>> begin DATASET RECORDS
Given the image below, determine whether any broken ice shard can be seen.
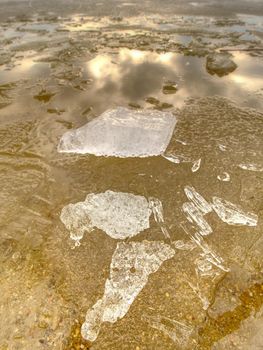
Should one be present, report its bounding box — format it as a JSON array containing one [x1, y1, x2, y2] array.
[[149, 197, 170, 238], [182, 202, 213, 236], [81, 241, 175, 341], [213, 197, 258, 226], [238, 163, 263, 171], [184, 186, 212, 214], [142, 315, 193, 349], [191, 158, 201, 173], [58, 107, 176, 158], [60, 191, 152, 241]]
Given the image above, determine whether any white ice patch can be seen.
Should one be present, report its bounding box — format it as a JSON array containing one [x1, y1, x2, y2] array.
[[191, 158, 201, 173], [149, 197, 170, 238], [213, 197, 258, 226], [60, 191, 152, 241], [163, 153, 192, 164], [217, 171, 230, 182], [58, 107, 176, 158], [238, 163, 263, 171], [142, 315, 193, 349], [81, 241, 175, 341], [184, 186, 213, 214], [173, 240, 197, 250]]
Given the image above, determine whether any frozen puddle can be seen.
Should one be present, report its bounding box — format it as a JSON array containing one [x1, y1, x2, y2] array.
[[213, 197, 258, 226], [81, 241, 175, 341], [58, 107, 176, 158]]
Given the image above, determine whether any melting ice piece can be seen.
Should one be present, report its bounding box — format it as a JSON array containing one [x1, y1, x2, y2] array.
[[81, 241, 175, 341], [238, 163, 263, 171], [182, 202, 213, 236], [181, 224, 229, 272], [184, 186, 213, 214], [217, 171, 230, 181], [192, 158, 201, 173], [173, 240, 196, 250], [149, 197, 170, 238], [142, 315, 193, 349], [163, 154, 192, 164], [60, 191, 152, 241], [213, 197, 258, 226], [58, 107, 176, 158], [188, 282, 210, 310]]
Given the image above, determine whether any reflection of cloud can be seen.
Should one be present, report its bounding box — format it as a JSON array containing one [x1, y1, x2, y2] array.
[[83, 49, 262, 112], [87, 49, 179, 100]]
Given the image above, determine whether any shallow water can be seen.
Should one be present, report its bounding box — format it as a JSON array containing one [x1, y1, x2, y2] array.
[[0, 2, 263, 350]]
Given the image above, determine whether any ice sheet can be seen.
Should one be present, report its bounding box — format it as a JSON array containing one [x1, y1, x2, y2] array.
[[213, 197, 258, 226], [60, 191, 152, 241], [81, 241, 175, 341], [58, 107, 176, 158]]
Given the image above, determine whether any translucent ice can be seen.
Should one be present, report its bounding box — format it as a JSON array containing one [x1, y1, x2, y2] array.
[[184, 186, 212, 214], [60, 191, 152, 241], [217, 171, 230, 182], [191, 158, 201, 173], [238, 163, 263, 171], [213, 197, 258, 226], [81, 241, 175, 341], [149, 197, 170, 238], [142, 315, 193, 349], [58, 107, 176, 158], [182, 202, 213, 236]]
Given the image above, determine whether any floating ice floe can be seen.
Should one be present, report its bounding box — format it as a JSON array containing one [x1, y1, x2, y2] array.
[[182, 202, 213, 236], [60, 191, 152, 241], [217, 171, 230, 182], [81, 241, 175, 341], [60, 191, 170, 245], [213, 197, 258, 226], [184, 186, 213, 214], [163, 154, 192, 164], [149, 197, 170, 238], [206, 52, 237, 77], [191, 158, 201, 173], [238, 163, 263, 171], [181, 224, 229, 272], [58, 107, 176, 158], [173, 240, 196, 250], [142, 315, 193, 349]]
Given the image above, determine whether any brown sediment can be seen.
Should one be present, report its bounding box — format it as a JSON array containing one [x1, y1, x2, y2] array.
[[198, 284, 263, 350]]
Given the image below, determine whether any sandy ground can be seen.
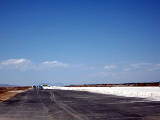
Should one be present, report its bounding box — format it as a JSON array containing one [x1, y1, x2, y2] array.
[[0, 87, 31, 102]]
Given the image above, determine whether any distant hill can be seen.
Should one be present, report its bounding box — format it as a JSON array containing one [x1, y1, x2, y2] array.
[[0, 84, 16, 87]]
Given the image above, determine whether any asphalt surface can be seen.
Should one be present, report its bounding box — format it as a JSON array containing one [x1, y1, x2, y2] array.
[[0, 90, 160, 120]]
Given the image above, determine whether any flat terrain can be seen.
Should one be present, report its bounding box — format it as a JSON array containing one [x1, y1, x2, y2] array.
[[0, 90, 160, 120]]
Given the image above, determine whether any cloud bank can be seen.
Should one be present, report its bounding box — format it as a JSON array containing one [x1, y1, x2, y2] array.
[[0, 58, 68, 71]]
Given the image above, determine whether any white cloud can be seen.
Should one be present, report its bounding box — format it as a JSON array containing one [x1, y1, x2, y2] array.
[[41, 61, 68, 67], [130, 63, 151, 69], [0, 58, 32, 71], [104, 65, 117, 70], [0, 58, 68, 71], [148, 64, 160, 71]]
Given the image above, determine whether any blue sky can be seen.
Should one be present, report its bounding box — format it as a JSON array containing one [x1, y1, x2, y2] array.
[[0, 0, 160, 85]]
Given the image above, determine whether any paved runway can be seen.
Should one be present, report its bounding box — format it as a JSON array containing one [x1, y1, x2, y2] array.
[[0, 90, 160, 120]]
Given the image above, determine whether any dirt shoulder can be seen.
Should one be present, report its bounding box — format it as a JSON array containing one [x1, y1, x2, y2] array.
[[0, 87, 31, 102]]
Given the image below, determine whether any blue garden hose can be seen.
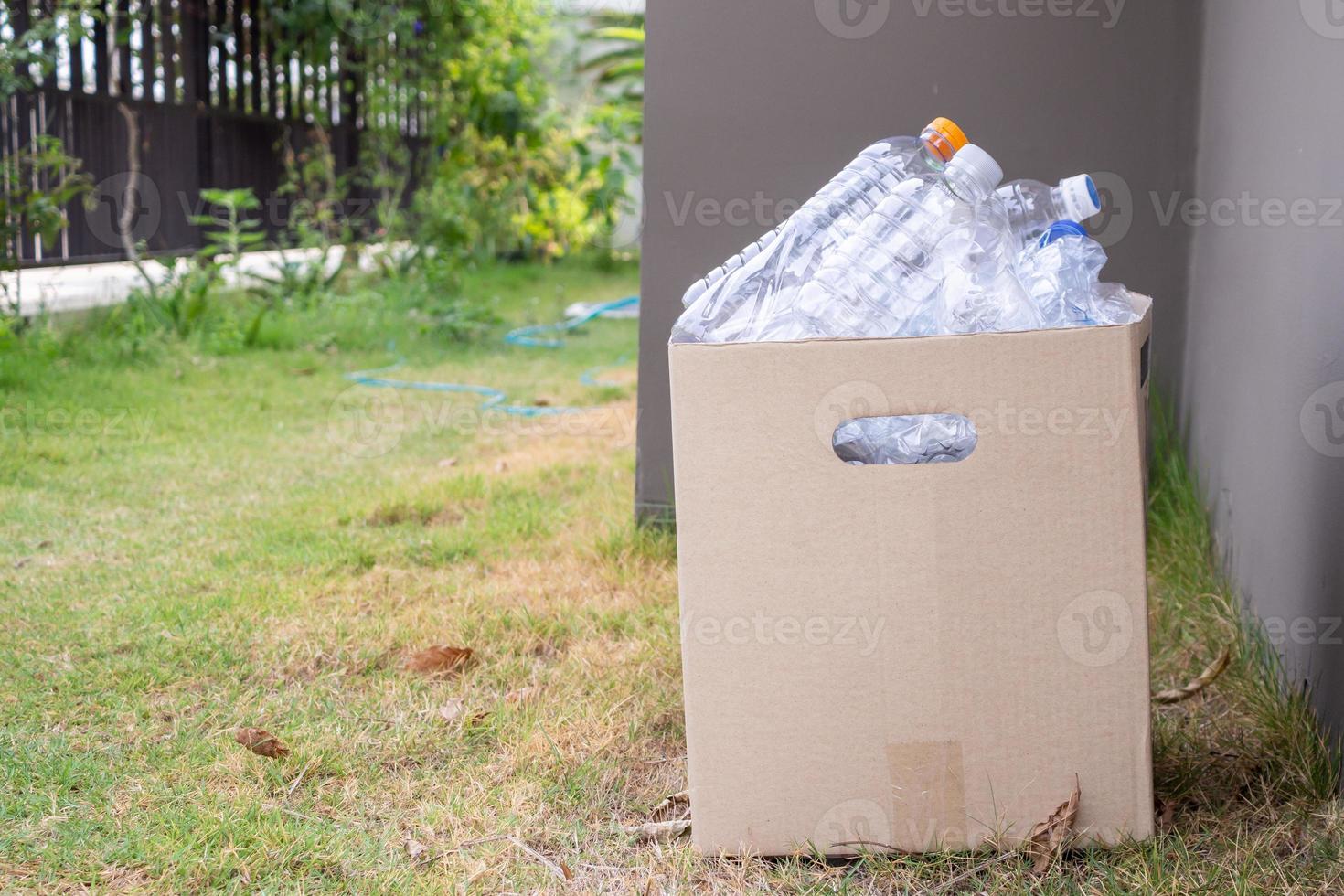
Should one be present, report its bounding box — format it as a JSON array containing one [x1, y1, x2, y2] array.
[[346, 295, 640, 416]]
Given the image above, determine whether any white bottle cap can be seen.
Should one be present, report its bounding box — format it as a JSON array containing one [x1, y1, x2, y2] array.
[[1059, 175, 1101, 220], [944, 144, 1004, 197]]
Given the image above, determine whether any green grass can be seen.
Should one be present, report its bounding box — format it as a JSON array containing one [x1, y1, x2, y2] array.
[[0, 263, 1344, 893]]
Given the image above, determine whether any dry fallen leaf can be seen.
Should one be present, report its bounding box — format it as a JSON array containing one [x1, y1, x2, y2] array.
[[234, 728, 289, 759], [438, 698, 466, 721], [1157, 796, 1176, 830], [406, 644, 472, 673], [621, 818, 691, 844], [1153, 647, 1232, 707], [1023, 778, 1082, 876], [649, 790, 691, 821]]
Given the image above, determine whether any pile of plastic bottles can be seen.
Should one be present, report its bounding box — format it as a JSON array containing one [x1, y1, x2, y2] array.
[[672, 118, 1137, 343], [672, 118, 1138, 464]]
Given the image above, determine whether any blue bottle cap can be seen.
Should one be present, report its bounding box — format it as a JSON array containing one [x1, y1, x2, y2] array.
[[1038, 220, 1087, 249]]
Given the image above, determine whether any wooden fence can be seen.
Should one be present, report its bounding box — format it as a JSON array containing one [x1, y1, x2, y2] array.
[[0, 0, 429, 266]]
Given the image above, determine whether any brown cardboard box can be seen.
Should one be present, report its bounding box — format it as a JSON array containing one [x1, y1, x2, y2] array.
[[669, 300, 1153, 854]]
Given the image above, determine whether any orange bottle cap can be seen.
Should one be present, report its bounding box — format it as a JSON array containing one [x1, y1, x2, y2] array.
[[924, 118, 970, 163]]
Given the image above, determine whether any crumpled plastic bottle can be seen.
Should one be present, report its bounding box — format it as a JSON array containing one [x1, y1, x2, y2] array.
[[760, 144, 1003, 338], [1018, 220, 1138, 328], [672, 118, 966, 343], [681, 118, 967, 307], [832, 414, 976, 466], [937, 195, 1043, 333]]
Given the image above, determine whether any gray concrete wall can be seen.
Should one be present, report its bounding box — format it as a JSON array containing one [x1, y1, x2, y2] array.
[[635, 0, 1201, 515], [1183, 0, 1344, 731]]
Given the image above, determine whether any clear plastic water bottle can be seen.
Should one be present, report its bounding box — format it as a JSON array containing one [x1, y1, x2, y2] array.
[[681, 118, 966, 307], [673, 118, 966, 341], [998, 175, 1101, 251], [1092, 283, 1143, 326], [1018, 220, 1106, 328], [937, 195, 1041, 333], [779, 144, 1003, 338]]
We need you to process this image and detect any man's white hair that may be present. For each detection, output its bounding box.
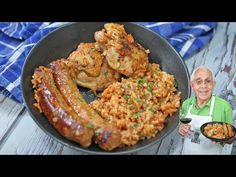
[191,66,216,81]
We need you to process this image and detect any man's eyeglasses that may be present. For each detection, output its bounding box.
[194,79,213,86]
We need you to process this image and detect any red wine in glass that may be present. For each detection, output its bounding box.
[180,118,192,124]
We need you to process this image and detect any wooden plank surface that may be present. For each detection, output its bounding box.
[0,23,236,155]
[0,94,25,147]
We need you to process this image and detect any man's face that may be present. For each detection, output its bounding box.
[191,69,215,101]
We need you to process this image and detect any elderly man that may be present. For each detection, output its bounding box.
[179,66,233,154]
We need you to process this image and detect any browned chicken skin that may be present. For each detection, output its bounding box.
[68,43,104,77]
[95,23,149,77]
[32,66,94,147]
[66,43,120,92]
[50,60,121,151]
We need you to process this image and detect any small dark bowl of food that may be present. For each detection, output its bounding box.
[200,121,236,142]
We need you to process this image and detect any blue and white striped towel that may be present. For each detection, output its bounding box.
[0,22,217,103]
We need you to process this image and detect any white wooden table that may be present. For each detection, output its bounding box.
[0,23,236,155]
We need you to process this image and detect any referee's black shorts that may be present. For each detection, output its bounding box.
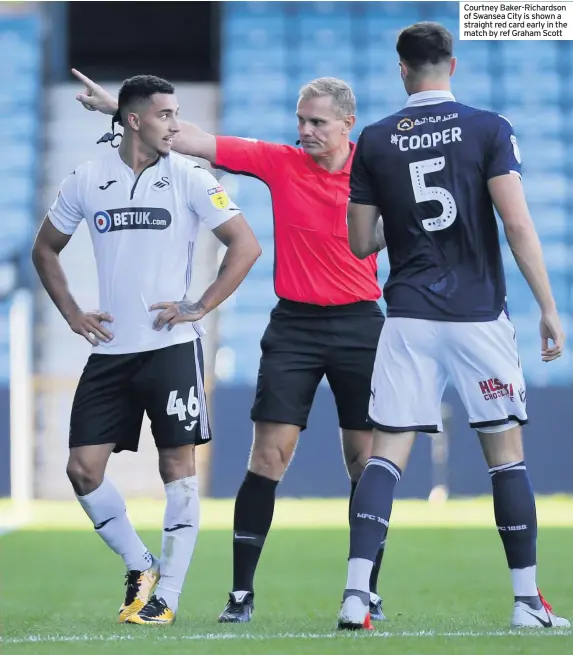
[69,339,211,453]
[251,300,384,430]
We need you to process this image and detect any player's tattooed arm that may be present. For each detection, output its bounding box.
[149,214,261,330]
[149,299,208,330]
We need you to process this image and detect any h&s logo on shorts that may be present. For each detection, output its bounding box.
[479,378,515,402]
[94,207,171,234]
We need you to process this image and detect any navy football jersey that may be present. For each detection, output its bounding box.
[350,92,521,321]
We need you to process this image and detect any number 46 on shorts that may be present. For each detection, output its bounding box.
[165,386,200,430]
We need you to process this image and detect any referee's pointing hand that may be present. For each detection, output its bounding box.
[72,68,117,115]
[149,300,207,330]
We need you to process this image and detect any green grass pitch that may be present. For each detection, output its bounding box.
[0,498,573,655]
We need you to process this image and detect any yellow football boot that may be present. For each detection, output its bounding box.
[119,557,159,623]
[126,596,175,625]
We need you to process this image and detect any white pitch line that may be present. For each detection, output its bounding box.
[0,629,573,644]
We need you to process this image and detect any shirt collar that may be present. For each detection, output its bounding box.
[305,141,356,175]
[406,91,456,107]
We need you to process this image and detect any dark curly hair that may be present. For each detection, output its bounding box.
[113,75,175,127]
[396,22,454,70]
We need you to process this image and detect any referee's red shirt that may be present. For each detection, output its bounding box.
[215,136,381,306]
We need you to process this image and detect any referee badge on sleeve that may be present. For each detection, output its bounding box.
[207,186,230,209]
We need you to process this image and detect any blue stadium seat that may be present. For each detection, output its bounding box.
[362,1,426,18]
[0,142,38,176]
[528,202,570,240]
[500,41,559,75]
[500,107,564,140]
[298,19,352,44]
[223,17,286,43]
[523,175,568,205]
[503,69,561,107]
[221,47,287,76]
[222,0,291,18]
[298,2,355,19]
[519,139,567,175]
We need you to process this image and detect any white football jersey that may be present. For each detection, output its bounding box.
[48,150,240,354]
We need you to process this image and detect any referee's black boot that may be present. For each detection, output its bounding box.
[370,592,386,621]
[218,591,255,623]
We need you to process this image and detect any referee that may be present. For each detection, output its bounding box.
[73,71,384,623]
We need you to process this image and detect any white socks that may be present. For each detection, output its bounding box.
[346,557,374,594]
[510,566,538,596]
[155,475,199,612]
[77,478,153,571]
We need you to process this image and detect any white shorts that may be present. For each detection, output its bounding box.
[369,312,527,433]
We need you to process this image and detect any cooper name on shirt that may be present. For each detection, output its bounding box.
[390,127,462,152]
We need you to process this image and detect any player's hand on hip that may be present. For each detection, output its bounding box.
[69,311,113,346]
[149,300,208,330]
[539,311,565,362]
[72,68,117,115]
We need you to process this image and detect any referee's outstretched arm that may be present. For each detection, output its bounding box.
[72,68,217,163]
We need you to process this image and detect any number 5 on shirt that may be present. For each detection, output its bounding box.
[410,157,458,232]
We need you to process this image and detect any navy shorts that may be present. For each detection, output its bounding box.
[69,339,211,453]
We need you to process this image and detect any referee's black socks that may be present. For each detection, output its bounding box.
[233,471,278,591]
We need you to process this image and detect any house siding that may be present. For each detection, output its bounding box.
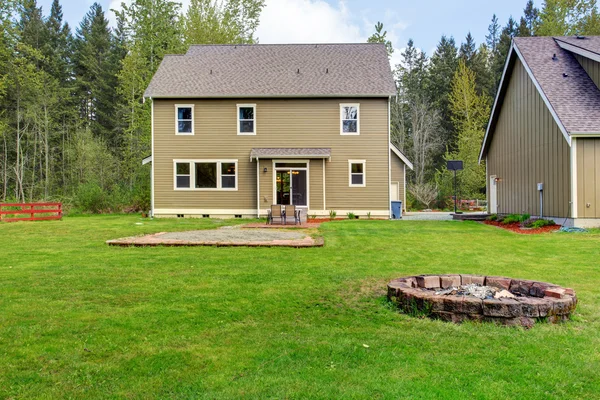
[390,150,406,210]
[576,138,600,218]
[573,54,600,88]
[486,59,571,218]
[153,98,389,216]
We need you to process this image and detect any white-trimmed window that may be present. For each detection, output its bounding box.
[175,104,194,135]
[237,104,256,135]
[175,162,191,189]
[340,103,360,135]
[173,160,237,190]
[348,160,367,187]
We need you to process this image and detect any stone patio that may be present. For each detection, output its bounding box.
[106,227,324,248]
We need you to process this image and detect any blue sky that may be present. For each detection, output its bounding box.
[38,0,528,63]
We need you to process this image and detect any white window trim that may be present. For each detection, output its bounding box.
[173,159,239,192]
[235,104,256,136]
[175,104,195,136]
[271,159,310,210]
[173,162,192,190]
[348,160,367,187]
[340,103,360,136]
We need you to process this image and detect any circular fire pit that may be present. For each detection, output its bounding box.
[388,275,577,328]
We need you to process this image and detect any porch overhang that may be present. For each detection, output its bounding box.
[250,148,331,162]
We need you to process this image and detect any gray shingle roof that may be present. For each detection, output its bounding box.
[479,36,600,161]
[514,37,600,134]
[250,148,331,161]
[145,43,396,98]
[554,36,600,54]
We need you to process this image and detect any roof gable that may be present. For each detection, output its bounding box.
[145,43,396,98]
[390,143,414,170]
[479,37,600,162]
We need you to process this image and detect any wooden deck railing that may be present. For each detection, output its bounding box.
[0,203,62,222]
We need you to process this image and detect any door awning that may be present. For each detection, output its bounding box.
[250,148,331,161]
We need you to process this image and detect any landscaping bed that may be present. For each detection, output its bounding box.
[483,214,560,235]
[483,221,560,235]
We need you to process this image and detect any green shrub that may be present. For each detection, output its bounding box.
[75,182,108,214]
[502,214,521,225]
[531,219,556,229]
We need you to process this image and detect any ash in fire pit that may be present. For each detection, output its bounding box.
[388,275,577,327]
>> end DATASET RECORDS
Rewrite the listing from its start through the line containing "191, 152, 241]]", inclusive, switching "broken ice shard" to "cracked ice fragment" and leaving everything else unchanged. Omit the pictures from your answer.

FULL RESPONSE -
Given the image below, determine whether any cracked ice fragment can be seen.
Should one be present, report its bounding box — format it as a JSON array containing one [x1, y1, x2, y2] array.
[[149, 197, 170, 238], [182, 202, 213, 236], [81, 241, 175, 341], [213, 197, 258, 226], [238, 163, 263, 171], [184, 186, 212, 214], [142, 315, 193, 349], [191, 158, 201, 173], [58, 107, 176, 158], [60, 191, 152, 241]]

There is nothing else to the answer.